**Request:**
Select each line of the material below that contains the string "panda", and copy those lines.

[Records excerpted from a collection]
────────────────

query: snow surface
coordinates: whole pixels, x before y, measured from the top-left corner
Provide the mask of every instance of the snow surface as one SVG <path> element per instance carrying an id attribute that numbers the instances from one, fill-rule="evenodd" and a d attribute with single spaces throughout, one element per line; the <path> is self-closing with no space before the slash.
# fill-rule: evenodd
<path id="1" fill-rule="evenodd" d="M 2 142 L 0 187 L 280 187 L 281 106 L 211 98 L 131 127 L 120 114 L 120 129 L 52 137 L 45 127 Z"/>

────────────────

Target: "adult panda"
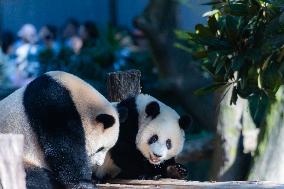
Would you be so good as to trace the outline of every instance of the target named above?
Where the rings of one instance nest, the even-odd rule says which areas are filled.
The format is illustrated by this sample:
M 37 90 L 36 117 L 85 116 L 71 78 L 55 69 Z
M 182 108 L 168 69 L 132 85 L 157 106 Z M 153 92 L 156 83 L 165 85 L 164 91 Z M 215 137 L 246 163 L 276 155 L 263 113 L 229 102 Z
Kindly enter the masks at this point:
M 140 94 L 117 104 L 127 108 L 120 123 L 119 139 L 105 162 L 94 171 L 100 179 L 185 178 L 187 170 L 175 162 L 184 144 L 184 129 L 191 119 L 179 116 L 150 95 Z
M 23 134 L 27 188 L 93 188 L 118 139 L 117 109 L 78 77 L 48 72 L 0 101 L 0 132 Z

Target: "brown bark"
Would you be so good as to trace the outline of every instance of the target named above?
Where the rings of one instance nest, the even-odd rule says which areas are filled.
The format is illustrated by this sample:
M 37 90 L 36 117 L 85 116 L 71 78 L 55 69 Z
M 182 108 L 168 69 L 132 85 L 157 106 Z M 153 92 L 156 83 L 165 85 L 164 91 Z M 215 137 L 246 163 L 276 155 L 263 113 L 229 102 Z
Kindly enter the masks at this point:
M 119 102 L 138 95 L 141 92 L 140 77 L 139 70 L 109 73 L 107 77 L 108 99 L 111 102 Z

────────────────

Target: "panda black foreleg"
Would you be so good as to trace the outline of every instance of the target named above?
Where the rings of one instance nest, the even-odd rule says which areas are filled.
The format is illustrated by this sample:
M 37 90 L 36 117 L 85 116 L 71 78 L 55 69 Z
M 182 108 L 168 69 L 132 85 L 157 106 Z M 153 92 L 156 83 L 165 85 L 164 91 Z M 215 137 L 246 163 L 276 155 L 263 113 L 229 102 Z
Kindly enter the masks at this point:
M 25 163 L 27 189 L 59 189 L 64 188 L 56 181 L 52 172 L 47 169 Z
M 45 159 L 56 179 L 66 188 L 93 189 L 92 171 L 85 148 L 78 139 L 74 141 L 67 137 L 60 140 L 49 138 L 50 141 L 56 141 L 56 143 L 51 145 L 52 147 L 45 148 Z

────────────────

**Written response:**
Target: "adult panda"
Target: "panda black foreleg"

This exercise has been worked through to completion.